(Records in a dataset)
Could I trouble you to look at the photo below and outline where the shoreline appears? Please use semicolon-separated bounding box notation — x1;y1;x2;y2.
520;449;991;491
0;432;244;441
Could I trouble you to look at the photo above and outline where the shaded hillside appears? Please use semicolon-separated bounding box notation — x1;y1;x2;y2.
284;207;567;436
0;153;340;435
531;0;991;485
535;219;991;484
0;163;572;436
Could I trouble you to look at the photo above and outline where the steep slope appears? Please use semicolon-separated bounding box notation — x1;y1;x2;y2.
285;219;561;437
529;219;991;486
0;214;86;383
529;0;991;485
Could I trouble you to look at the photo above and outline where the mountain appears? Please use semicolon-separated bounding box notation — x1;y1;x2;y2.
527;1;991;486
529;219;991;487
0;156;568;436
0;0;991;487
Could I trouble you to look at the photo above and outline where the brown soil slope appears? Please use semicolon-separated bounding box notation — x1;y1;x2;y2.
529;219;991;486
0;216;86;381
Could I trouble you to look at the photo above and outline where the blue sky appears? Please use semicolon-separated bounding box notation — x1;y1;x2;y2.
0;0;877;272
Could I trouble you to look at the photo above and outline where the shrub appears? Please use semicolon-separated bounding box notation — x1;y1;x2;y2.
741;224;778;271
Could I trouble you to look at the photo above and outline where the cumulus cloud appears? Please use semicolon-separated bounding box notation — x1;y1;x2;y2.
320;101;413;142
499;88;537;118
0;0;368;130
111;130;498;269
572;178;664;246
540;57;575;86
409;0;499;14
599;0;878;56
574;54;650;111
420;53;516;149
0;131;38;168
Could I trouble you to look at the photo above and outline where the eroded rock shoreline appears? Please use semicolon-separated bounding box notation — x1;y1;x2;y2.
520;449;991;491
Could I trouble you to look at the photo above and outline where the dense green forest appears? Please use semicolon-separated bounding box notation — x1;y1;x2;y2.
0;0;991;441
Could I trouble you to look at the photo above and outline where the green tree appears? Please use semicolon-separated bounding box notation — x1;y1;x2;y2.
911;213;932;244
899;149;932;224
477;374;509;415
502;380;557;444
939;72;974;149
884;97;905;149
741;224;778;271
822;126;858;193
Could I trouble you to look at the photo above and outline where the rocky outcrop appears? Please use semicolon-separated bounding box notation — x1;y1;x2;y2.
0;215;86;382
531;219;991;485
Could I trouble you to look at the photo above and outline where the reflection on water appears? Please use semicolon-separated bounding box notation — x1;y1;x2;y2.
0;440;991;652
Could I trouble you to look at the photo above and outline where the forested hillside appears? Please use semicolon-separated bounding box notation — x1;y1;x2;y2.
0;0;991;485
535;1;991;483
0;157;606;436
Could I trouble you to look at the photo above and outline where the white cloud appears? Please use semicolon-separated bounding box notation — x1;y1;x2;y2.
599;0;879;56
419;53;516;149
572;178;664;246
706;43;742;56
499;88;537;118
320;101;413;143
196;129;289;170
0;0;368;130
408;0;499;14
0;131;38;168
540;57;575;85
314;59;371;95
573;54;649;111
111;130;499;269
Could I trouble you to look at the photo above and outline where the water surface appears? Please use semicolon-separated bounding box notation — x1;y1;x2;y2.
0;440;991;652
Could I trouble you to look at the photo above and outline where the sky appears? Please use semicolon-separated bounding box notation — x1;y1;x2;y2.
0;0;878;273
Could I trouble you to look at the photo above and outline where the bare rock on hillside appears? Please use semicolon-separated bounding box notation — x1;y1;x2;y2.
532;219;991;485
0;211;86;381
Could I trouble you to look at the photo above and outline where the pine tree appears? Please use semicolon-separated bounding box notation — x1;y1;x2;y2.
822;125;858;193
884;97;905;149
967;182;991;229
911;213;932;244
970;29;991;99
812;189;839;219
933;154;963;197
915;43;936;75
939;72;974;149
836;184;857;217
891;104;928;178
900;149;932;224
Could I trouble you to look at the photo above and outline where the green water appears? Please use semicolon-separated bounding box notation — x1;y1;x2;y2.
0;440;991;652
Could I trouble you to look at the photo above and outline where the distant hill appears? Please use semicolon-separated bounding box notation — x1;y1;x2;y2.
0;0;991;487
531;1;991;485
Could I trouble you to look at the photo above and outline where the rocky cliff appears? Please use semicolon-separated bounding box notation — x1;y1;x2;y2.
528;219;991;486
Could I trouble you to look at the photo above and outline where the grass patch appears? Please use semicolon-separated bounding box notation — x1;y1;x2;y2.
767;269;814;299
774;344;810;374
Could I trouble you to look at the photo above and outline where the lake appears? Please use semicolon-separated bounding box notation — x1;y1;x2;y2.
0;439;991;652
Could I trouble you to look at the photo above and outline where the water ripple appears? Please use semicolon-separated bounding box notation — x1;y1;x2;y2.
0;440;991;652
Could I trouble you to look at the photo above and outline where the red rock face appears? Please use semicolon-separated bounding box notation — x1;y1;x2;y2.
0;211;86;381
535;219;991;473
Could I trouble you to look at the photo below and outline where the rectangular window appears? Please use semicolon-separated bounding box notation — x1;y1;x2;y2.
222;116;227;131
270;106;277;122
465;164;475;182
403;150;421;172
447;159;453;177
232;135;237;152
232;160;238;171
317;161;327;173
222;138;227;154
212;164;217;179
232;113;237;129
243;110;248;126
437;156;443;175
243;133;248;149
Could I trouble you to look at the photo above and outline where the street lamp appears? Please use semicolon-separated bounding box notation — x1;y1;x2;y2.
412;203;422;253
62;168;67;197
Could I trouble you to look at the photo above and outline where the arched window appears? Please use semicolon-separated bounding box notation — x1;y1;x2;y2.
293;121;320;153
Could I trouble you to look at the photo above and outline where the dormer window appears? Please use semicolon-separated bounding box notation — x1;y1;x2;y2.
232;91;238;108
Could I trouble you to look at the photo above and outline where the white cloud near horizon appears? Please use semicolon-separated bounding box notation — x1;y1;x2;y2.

What to produce:
Please rewrite the rows starting at the one that contains "where the lake" and ending at the one that contains "535;219;991;473", replacing "bounding box notation" with "box coordinate format" and keeping everything else the same.

Output below:
Could I trouble you to look at the photo above and outline where the lake appears? Please use semicolon-separated box coordinate format — x1;y1;x2;y2.
0;439;991;652
Could I trouble you to look at the photo above and outline where the water ripple appears? Please use semicolon-separated box coordinate format — x1;y1;x2;y2.
0;440;991;652
Could I trouble you to look at the photo above and outline where the red rock face appears? Please use semicolon-separated box coordinate format — x1;y1;x2;y2.
0;211;86;381
535;219;991;473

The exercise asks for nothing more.